Exercise tasks:
1 – In the campus sexual assault post, condense the paragraph that begins "So I created my own protocol" into a short bulleted list that keeps its main facts.
2 – In the campus sexual assault post, what interests did the writer and her daughter talk about?

Given passage:
>>>>>
A Parent’s Perspective on Campus Sexual Assault
Posted by On Monday, August 24, 2015

This piece is a guest post by Sheri Heitker Dixon, the founder of Keep Her Safe, an organization that helps parents and prospective students assess an institution’s attitudes and programs aimed at preventing sexual violence: “Our strategy is to make ‘safe from sexual assault’ a significant college selection criterion for parents and students, just like location, curriculum, cost, and other considerations.” Following on our recent webinar on involving parents in campus prevention efforts and Dr. Novak’s follow up post, “Why Parents Matter,” Heitker Dixon offers a parent’s perspective on what she is looking for in a school and what she would like to hear from campus leaders.

A Huffington Post headline forced me to think differently about sending my daughter to college. In February 2014, the college search was just beginning to show up on our radar. Most of the talk about college came from her high school guidance counselor and teachers with a focus on grades and encouragement to be involved in activities. We had talked casually about where she might go. A close friend promoted his alma mater, Duke. Her Florida Prepaid Tuition account assured a public Florida school would be completely paid for. There was the allure of urban schools in Boston and New York. We talked about her interests: neuroscience and theater. Even as a high school freshman, she was adamant that her hometown schools were not under consideration.

There are lots of questions to explore when making this decision. The question I wasn’t prepared for was the one asked in that Huffington Post headline: Why Are So Many Boys Leaving High School Thinking Rape Is Funny? The headline was jarring enough but the content of the article was horrifying to this mother of a teenage girl. The frequently cited, “1 in 5 college women will be assaulted” statistic was accompanied by a litany of incidents which were deeply misogynistic and dehumanizing in their objectification of female students.

I couldn’t wrap my head around the idea of sending my daughter into this environment. I worried some of these boys were already in her circle. While the issue of campus sexual assault gained much traction with the White House Task Force, Congress, student groups and national sexual assault organizations creating solutions and demanding change, I couldn’t find support for parents. All the groups indicated that parents need to be involved but there was no vehicle to support that.

So I created my own protocol and founded Keep Her Safe to mobilize parents to press college and university administrations to make their campuses safe from sexual assault. Our family is looking at one of our largest purchases ever with a 4-year degree ranging from $50,000 to $250,000. I insist that my daughter’s safety be offered as part of the college package. Other parents are joining me in leveraging our purchasing power by using the Keep Her Safe Parent Toolkit to guide us through the process of assessing a school and then communicating to its administration that safe from sexual assault is a major selection criterion we are considering when choosing a school with our children.
<<<<<
Supplied material:
>>>>>
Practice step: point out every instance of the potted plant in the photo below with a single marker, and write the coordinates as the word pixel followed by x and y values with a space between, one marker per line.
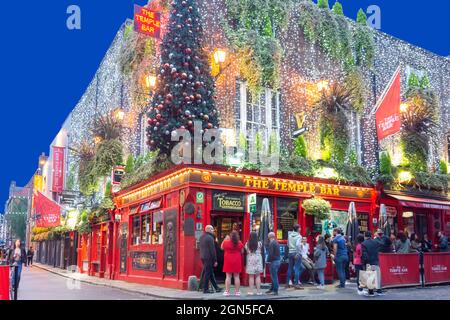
pixel 317 207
<<<<<
Answers for the tasks:
1 –
- The writer created her own protocol and founded Keep Her Safe to mobilize parents to press college and university administrations to make their campuses safe from sexual assault.
- A 4-year degree, one of the family's largest purchases ever, ranges from $50,000 to $250,000.
- She insists that her daughter's safety be offered as part of the college package.
- Other parents are joining her in leveraging their purchasing power with the Keep Her Safe Parent Toolkit.
- The toolkit guides parents in assessing a school and telling its administration that being safe from sexual assault is a major selection criterion.

2 – Neuroscience and theater.